* start DATASET EXCERPTS *
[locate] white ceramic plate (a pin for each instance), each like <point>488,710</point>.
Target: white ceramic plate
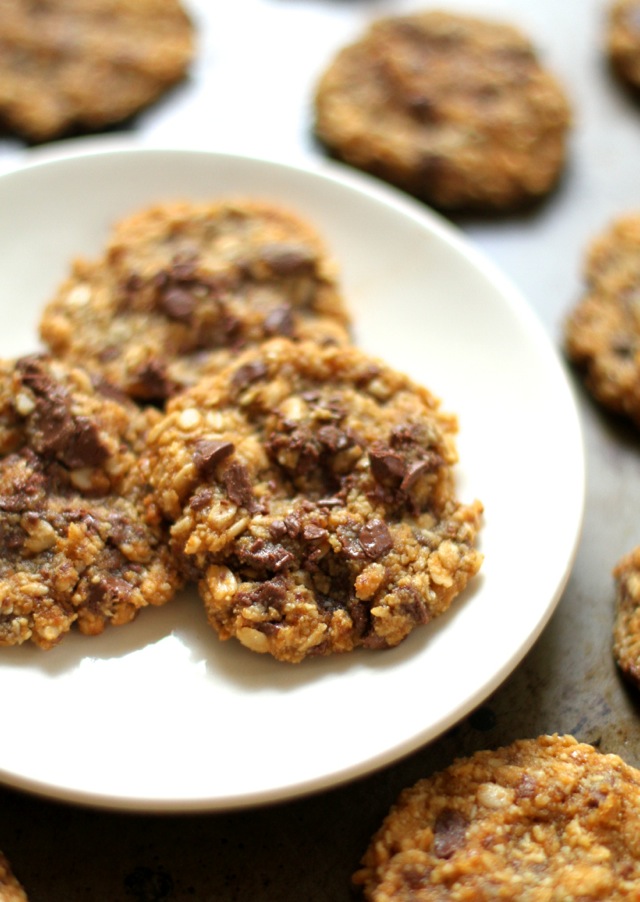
<point>160,715</point>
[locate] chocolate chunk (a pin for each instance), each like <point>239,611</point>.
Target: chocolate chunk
<point>250,372</point>
<point>265,555</point>
<point>85,448</point>
<point>418,469</point>
<point>153,383</point>
<point>313,533</point>
<point>238,485</point>
<point>387,466</point>
<point>208,454</point>
<point>449,833</point>
<point>376,539</point>
<point>268,594</point>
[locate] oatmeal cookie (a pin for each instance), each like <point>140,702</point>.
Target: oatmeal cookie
<point>623,40</point>
<point>626,628</point>
<point>541,819</point>
<point>80,541</point>
<point>183,287</point>
<point>81,65</point>
<point>311,492</point>
<point>602,332</point>
<point>10,889</point>
<point>455,110</point>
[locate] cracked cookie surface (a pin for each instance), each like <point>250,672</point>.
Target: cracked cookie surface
<point>311,492</point>
<point>602,331</point>
<point>81,65</point>
<point>541,819</point>
<point>184,286</point>
<point>455,110</point>
<point>80,543</point>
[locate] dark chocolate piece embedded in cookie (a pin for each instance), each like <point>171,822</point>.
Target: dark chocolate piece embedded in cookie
<point>602,332</point>
<point>183,287</point>
<point>546,818</point>
<point>623,40</point>
<point>311,492</point>
<point>82,65</point>
<point>10,888</point>
<point>455,110</point>
<point>80,542</point>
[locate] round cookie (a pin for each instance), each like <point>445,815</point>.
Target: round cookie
<point>81,543</point>
<point>623,40</point>
<point>602,332</point>
<point>183,287</point>
<point>541,819</point>
<point>455,110</point>
<point>81,65</point>
<point>311,492</point>
<point>10,888</point>
<point>626,628</point>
* end DATASET EXCERPTS *
DIRECTIVE ::
Do not include the images; transcribe the rest of the listing exactly.

TASK RESPONSE ::
[locate] white ceramic plate (a pin for each instance), each like <point>488,710</point>.
Target: white ceramic plate
<point>160,715</point>
[locate] chocolate chunk (a pin for each instance), each like <point>239,611</point>.
Target: chocolate chunk
<point>250,372</point>
<point>265,555</point>
<point>85,448</point>
<point>418,469</point>
<point>153,383</point>
<point>313,533</point>
<point>238,485</point>
<point>387,466</point>
<point>208,454</point>
<point>449,833</point>
<point>376,539</point>
<point>268,594</point>
[locate] oatmeal cookie (a pin for each instance), each like <point>140,702</point>.
Target: oatmeal cookie
<point>623,40</point>
<point>626,628</point>
<point>541,819</point>
<point>80,541</point>
<point>183,287</point>
<point>81,65</point>
<point>311,492</point>
<point>602,332</point>
<point>10,889</point>
<point>455,110</point>
[locate] cracked cookie surface (a pin for each instance), each like <point>250,672</point>.
Target: cracked cookie surface
<point>311,492</point>
<point>602,331</point>
<point>81,65</point>
<point>541,819</point>
<point>184,286</point>
<point>455,110</point>
<point>80,543</point>
[locate] dark chocolate piece embedded in cookie (a pin for each instance), each like <point>171,822</point>.
Target: dark chocolate piece embedded in cookie
<point>602,332</point>
<point>183,287</point>
<point>546,818</point>
<point>623,40</point>
<point>311,492</point>
<point>82,65</point>
<point>10,888</point>
<point>455,110</point>
<point>80,542</point>
[locate] round cookie (a pin for each instance), each like <point>445,815</point>.
Target: round cookie
<point>81,543</point>
<point>623,40</point>
<point>602,332</point>
<point>183,287</point>
<point>541,819</point>
<point>455,110</point>
<point>81,65</point>
<point>311,492</point>
<point>10,888</point>
<point>626,628</point>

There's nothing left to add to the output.